Record excerpts ->
+++++

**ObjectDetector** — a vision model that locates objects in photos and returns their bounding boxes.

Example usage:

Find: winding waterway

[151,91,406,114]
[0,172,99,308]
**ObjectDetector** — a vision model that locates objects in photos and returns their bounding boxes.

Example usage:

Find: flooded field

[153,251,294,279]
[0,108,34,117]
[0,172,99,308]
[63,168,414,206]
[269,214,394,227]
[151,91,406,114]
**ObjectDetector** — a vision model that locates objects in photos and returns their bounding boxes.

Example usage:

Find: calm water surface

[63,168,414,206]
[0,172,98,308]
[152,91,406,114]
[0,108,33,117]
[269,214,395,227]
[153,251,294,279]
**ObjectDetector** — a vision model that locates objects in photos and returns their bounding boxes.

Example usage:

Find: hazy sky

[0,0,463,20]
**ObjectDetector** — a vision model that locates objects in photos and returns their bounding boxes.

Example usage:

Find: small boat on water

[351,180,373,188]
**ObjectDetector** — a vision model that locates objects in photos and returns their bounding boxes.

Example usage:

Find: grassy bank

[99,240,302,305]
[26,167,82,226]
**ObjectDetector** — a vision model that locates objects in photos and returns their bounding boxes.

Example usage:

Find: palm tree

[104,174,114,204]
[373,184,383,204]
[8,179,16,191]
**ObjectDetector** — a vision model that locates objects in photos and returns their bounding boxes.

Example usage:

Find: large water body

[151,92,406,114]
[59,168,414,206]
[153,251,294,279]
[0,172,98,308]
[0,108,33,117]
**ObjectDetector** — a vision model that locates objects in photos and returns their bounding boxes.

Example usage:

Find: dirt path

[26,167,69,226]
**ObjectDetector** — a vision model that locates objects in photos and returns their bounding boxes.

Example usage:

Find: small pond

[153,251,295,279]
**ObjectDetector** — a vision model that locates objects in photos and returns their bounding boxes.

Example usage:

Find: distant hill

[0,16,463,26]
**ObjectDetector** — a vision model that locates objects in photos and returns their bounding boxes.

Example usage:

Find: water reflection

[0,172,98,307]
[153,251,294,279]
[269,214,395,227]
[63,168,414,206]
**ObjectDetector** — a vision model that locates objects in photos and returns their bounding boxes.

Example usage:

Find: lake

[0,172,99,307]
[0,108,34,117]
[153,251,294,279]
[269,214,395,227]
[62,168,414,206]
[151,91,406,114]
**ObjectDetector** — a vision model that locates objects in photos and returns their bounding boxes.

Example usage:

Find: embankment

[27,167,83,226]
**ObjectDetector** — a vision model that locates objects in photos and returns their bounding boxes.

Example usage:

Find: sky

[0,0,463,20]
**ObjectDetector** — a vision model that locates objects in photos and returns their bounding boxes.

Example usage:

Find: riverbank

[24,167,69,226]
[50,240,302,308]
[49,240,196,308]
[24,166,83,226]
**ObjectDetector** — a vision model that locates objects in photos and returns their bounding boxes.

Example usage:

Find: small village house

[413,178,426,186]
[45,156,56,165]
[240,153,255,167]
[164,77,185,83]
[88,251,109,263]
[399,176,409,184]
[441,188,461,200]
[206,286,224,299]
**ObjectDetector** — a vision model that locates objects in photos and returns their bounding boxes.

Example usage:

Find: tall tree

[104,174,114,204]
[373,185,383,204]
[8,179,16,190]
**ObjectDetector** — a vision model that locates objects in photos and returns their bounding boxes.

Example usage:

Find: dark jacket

+++++

Work required -> Which lines in the entries above contain the word "small"? Copy each of them.

Solution for this problem ->
Find: small boat on water
Find: small pond
Find: small village house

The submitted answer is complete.